Лет пятнадцать назад Гефтера напечатали - среди прочего хлынувшего из самиздата на страницы изданий легальных. Примерно тогда же Виталий Пономарев, работавший над книгой "Массовые волнения в СССР в 1950-1980-е годы", сделал любопытное наблюдение. В больших и маленьких советских городах ему рассказывали о событиях одного дня двадцати-тридцатилетней давности во всех подробностях - так, как будто это случилось на прошлой неделе и только что обсуждалось всем двором. Это странно лишь на первый взгляд: шло лишь календарное время, время же историческое стояло на месте - "день Сурка". В истории этого города просто не было другого события. Для "устной истории" это было идеально. Пономарев был похож на археолога, находившего на месте древних строений развалины, поверх которых отсутствовал культурный слой. Но вскорости историк был изгнан из рая: вал событий (или того, что событиями казалось) - пленумы, съезды, митинги, революции, войны - обсуждался всей страной и похоронил в головах людей память о десятилетиях.

На эту тему писали многие - сталинское прошлое было едва ли не основной проблемой самиздатской публицистики. Наверное, потому, что другого прошлого не было: после его смерти (варианты - после ХХ или ХХII съездов) наступило "длящееся настоящее". Разумеется, в этом ряду текстов "как скала" стоит "Архипелаг ГУЛАГ" Александра Солженицына, и список литературы обширен. И, как правило, это публицистика и мемуаристика - жанры предельно пристрастные. Тогда было практически невозможно исследование научное, академическое - sine ira et studio. Редкое исключение - исторические сборники "Память", выходившие во второй половине семидесятых - многосотстраничный "самиздат со сносками". Впрочем, власть одинаково не жаловала и академический, и публицистический жанры: "Архипелаг" значился во многих приговорах по политическим статьям, за "Память" в 1981-м "сел" ее редактор . В конце восьмидесятых все накопленное выплеснулось на журнальные полосы, но небывалая волна интереса к прошлому быстро спала.

В общественном сознании остались мифы и контрмифы. О стихийном безумии террора. О его спланированном и тщательном - по часам - осуществлении. О якобы царившем в стране образцовом порядке - "При Сталине-то был порядок!" И так далее. Весь вопрос, возможно, в том, откуда смотреть - сверху, с вершины пирамиды власти, или снизу.

Могло показаться, что для государства такой порядок был полезен. Но для выживания людей (граждан тогда не было) - людей, без которых государство не выжило бы, важнее были щели в этом "порядке". В коллективизацию и голод - "колоски", "хищение соцсобственности". Война и снова голод - "черный рынок", где можно было обменять хлеба сверх положенной пайки. Не то что достойная жизнь - выживание "по советским законам" было доступно далеко не всем.

_Работа с текстом_
1. Перескажите списком абзац фрагмента о памяти о сталинском прошлом, начинающийся словами «На эту тему писали многие», сохранив его основные факты.
2. Допишите следующую часть фрагмента о памяти о сталинском прошлом, начав сразу после его последнего предложения.
Данные для этих заданий не понадобятся.

Сохранённые записи данных:

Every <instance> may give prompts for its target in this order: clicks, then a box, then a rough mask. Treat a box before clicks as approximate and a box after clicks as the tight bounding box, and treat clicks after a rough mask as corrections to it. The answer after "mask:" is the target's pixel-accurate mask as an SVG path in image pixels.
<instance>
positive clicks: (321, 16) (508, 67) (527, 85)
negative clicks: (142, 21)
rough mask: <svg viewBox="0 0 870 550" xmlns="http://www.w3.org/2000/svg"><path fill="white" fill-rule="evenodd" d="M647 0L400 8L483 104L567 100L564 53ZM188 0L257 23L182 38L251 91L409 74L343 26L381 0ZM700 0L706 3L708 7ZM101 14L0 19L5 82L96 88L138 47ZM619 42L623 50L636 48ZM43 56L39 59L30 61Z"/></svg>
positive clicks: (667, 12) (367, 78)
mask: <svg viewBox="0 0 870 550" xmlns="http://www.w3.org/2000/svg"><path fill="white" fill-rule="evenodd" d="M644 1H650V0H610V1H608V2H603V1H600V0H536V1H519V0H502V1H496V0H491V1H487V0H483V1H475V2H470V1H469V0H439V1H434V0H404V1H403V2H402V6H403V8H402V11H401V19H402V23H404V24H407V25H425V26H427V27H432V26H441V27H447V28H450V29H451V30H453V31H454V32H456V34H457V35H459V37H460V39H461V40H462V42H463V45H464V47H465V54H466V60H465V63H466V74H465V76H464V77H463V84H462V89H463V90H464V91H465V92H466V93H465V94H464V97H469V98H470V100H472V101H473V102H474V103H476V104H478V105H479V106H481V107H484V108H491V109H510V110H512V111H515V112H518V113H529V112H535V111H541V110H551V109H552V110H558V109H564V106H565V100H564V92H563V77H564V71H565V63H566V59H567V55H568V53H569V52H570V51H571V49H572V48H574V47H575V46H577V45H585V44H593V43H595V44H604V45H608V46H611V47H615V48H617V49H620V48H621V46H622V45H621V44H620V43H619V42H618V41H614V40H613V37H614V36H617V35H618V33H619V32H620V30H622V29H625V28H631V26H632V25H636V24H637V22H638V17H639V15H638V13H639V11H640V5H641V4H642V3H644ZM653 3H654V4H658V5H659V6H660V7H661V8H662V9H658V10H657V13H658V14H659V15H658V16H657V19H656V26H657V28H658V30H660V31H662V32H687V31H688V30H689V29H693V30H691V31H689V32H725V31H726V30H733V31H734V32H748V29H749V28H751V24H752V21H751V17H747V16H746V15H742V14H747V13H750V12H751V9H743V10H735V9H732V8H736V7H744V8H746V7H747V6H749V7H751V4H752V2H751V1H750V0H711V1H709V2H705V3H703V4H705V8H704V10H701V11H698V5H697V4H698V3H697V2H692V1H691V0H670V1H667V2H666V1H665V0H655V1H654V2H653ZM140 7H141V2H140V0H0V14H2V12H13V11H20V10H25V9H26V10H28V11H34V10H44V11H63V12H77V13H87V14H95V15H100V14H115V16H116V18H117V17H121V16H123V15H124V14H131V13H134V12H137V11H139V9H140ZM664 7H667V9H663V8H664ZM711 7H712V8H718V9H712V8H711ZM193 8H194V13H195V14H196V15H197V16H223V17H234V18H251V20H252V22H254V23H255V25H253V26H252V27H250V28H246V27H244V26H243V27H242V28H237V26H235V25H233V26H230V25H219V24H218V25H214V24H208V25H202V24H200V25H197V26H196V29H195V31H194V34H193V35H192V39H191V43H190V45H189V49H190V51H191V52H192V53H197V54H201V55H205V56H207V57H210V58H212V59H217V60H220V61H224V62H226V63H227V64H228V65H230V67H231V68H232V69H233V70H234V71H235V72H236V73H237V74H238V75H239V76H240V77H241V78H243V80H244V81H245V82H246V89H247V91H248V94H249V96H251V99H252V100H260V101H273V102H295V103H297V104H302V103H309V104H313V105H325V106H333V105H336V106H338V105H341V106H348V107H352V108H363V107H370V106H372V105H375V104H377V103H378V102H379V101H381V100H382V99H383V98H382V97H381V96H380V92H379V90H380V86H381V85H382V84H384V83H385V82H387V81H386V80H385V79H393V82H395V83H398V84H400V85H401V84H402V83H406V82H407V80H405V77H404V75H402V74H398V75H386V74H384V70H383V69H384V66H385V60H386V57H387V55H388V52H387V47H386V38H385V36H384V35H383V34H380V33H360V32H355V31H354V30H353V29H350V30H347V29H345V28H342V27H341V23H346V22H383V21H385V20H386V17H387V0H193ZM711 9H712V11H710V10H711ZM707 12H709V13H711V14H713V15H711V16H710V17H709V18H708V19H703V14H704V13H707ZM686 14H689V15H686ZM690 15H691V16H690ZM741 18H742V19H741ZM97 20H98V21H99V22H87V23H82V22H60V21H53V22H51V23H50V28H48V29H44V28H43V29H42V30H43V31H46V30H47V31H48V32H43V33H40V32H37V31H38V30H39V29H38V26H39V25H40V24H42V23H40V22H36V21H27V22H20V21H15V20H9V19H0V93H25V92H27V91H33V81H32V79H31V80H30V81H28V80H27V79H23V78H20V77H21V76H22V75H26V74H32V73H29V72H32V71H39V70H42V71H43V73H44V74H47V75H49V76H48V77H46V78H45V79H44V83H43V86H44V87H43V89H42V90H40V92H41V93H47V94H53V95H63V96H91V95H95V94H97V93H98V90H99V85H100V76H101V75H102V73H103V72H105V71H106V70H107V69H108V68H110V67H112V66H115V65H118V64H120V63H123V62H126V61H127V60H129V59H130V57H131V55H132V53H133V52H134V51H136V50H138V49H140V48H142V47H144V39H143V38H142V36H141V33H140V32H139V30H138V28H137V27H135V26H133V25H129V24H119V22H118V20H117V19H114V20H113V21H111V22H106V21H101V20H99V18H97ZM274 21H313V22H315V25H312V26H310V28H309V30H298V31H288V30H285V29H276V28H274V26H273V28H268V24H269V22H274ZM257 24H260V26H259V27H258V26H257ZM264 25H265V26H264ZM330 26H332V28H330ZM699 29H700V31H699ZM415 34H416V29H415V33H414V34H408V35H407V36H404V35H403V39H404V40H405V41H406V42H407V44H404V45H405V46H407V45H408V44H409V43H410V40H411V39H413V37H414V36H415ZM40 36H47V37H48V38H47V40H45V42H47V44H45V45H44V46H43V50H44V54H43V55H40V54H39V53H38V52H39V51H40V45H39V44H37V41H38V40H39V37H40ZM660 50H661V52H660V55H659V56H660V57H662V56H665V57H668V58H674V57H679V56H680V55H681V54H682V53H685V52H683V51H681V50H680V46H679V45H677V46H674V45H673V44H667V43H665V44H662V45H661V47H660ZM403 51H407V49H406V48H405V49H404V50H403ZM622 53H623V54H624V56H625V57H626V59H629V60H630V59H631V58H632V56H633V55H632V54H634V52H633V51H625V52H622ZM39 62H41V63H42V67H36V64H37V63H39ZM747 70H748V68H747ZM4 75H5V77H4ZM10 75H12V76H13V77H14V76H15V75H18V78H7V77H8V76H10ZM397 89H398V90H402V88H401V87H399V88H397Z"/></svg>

_Ответы по заданиям_
1.
- Сталинское прошлое было едва ли не основной темой самиздатской публицистики: другого прошлого не было, после смерти Сталина (или после ХХ либо ХХII съездов) наступило «длящееся настоящее».
- Главное место среди этих текстов занимает «Архипелаг ГУЛАГ» Александра Солженицына, а список литературы обширен.
- Преобладали публицистика и мемуаристика, то есть предельно пристрастные жанры. Беспристрастное научное исследование было тогда практически невозможно.
- Редкое исключение составляли исторические сборники «Память» второй половины семидесятых, многосотстраничный «самиздат со сносками».
- Власть одинаково не жаловала оба жанра: «Архипелаг» значился во многих приговорах по политическим статьям, а редактор «Памяти» в 1981 году был осуждён.
- В конце восьмидесятых накопленное вышло на журнальные полосы, но волна интереса к прошлому быстро спала.

2.
Дошло до того, что в конце сороковых годов в Госплане всерьез разрабатывали методику учета фальсификации в отчетах "колхозного сельского хозяйства", дабы внести поправки и получить реальные цифры. Изменить реальность было невозможно, она выскальзывала из советских рамок, как Протей из рук Геракла. О том же - у Солженицына, и в "Иване Денисовиче", и в "Архипелаге": "Без туфты и аммонала не построили б канала". Строгость контроля ограничивалась умением людей его обходить. Советский Союз, тоталитарная власть могла просуществовать так долго лишь благодаря негласному симбиозу с теневой экономикой, с этой, казалось бы, антигосударственной и преследуемой человеческой активностью. Она, как известковый раствор, заполняла швы и неплотности каменной кладки, которая иначе непременно осыпалась бы. Позднее это обстоятельство отмечали такие самиздатские публицисты, как Андрей Амальрик и Лев Тимофеев. Вот такое сочетание "советской морали" и реальности...

Но даже эта особенность установившегося "при позднем Сталине" уклада жизни была обращена во укрепление режима. Редкий человек мог заполнить анкету и не усомниться в себе: даже у "всесоюзной старосты" Михал Иваныча Калинина был осужденный член семьи - жена в лагерной прачечной отчищала белье ото вшей. Когда виновны все и все знают, что они виновны, - обеспечено всеобщее послушание, покой и благоденствие.

По сути, государственная власть вела себя как оккупационная администрация в затянувшейся на годы гражданской войне. Казалось бы, выживание возможно через сотрудничество, но "коллаборационистов" уничтожали с той же роковой неумолимостью. Машина репрессий пожирала и тех, кто стоял у рычагов и ножей "мясокрутки".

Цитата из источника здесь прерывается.